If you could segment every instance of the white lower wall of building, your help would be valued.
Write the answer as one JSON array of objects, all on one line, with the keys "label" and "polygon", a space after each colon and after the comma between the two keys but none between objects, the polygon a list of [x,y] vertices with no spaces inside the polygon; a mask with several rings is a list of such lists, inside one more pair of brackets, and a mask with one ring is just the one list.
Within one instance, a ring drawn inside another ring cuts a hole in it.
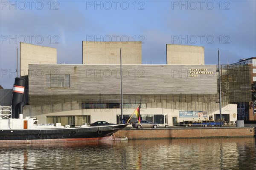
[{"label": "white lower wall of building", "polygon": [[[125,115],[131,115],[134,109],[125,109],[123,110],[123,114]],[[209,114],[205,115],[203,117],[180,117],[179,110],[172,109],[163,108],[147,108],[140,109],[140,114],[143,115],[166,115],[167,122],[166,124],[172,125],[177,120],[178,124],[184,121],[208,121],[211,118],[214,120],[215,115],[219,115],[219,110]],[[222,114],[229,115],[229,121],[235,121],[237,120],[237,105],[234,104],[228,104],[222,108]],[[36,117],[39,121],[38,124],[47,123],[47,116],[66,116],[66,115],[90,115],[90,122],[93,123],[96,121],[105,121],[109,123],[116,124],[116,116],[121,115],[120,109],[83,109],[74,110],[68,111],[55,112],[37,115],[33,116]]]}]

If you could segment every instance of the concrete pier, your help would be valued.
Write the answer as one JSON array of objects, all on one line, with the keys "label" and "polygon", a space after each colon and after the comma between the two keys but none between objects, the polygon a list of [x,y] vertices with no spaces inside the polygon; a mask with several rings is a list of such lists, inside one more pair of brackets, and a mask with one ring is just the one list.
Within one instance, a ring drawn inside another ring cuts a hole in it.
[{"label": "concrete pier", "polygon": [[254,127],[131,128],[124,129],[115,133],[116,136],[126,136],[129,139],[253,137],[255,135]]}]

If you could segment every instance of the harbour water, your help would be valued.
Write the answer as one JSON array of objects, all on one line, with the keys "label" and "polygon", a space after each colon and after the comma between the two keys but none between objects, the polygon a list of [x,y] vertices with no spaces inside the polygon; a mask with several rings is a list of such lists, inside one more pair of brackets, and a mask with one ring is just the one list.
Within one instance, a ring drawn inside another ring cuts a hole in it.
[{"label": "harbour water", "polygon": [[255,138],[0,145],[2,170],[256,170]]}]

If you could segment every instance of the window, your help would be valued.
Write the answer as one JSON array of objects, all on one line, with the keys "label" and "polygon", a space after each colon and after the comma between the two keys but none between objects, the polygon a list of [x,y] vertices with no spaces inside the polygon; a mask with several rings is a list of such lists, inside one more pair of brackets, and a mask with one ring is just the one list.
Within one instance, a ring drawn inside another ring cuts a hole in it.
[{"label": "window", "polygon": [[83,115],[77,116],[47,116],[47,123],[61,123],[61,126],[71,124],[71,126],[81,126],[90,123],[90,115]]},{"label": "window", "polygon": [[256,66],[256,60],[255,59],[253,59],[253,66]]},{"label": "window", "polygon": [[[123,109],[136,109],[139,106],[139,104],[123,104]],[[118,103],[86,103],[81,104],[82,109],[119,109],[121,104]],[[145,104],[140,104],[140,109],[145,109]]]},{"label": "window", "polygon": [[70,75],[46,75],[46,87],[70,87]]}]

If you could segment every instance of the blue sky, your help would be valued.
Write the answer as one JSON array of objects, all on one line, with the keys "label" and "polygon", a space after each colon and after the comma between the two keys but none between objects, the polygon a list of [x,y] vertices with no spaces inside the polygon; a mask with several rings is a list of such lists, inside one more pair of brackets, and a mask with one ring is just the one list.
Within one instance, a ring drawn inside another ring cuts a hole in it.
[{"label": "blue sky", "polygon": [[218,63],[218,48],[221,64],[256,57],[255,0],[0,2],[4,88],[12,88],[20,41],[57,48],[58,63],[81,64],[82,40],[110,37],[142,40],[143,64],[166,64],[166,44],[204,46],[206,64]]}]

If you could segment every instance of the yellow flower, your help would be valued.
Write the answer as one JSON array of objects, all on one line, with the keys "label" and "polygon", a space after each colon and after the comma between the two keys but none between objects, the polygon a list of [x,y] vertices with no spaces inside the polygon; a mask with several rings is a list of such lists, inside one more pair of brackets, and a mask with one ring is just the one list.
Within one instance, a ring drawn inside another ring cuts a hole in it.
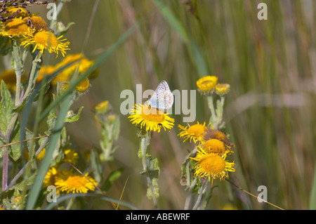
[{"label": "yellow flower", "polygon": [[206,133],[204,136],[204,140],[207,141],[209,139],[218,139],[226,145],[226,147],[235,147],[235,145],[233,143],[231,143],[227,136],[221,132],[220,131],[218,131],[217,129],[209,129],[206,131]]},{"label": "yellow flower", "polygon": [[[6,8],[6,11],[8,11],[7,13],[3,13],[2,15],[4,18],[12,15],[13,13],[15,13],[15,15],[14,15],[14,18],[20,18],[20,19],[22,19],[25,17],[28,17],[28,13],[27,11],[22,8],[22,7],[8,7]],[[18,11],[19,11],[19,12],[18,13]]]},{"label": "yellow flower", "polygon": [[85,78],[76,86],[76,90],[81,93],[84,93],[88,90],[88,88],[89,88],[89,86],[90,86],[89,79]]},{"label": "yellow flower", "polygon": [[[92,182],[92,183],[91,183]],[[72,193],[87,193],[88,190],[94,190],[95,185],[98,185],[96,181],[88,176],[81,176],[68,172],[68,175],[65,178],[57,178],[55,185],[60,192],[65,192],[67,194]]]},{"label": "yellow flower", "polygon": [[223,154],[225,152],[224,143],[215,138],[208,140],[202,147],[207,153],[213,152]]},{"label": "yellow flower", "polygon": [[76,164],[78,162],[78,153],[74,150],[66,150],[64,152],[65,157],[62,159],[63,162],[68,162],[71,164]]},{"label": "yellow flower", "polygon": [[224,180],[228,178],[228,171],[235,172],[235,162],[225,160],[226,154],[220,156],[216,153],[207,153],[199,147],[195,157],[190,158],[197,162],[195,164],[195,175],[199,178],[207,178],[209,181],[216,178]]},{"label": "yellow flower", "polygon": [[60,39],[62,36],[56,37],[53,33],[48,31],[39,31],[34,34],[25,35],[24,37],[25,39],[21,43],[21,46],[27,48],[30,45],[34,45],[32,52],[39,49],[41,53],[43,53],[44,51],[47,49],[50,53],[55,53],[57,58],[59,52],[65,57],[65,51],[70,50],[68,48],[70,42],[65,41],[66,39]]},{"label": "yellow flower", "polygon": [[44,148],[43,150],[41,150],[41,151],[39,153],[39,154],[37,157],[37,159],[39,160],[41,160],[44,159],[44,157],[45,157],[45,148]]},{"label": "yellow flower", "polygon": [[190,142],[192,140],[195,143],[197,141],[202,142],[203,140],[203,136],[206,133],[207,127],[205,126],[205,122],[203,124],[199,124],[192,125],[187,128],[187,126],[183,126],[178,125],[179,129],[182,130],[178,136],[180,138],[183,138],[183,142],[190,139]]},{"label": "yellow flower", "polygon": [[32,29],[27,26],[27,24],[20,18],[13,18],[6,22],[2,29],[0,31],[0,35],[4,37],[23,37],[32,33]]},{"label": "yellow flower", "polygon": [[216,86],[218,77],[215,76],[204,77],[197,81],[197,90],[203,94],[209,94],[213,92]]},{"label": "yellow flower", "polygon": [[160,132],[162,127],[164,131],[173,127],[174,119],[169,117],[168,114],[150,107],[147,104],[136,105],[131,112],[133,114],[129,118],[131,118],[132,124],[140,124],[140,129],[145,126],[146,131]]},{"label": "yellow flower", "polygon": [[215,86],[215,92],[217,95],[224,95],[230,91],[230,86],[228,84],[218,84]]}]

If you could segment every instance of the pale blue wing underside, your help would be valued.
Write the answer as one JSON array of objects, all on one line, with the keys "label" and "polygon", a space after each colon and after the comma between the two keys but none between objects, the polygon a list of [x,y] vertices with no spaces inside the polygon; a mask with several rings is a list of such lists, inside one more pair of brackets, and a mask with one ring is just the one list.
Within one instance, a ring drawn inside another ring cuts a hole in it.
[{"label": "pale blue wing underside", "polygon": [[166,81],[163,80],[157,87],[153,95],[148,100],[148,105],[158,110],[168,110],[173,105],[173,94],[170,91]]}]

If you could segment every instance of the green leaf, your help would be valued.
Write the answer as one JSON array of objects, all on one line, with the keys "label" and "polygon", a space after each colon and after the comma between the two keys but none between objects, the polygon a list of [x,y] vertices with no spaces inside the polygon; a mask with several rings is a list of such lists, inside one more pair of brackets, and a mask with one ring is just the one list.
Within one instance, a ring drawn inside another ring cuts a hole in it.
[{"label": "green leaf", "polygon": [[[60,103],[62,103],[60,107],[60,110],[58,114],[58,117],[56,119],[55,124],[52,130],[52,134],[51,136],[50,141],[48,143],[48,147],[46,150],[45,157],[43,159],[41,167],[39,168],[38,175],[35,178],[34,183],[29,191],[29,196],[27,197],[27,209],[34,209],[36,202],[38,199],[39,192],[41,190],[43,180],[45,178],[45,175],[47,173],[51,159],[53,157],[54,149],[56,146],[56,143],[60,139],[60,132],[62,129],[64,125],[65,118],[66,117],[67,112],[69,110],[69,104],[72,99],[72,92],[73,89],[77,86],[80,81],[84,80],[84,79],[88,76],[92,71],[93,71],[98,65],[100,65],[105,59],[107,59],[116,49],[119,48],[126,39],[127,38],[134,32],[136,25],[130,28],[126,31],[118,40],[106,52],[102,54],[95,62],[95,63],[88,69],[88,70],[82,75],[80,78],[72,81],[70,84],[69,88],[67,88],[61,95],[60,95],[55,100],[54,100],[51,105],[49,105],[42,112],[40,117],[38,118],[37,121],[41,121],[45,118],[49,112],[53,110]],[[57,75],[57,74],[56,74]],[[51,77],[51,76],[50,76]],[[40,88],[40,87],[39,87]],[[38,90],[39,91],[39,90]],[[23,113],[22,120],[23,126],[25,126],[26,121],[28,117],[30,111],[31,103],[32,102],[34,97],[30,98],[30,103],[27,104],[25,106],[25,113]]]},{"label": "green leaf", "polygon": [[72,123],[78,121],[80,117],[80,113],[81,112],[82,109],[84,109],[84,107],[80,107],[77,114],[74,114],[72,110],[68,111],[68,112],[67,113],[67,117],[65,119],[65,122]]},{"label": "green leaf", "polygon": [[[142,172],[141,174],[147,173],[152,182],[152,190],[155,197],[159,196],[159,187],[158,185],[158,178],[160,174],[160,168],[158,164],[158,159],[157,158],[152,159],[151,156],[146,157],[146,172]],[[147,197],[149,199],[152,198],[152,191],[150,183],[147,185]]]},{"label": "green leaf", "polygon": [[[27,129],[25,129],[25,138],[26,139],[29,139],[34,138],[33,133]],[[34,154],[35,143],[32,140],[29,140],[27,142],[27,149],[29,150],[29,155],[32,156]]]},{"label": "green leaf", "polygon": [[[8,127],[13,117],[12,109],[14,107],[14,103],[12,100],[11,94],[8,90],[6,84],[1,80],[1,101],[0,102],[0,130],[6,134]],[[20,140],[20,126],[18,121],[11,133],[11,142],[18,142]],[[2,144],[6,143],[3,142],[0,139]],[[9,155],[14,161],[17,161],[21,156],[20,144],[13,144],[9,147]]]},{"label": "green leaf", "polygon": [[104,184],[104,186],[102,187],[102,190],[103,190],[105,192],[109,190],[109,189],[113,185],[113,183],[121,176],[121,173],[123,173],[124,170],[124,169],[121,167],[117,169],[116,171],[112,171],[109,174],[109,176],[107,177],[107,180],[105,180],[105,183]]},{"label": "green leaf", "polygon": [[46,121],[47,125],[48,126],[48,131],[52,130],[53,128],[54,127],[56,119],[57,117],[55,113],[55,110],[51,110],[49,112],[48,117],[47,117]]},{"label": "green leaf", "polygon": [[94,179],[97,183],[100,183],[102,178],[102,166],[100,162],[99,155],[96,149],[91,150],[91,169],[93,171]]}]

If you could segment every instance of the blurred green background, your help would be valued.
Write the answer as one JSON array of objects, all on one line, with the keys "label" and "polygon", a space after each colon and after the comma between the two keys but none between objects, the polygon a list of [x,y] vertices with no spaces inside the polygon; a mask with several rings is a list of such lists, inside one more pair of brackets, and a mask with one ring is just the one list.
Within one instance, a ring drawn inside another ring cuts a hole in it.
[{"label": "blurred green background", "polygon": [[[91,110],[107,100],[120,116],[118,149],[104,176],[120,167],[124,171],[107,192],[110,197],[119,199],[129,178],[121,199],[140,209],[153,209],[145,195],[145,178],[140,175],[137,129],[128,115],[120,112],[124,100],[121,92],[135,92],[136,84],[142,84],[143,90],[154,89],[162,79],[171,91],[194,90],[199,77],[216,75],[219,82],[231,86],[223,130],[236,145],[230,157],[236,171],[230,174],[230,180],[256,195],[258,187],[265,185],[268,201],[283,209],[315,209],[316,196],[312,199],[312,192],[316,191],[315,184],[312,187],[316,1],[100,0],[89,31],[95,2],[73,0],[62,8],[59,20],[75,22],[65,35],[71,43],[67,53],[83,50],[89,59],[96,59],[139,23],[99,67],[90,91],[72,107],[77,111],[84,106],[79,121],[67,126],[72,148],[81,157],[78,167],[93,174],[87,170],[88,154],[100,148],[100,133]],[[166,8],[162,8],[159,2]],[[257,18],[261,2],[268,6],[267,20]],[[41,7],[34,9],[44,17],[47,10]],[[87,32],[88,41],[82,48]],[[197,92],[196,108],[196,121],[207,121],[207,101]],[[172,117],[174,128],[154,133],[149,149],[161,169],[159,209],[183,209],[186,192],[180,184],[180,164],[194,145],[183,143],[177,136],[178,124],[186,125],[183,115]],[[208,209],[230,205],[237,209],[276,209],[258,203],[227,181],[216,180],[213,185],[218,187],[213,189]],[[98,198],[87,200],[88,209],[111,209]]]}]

= = = = =

» **Task objective**
Gather each line of the entries above that contains the word "every". Count a line only when the case matches.

» **Written solution**
If you could segment every instance of the white lower wall of building, your help would be valued.
If you could segment every instance of the concrete pier, your help would be valued.
If you could segment every instance of the harbour water, your help would be valued.
If you could segment every instance of the window, your help would be valued.
If you could segment every instance of the blue sky, your help would be valued.
If you could segment every instance of the yellow flower, your help would be valued.
If you could segment every instance of the pale blue wing underside, your help would be valued.
If you could segment every instance of the green leaf, your help would be valued.
If you could segment every instance of the blurred green background, your help would be valued.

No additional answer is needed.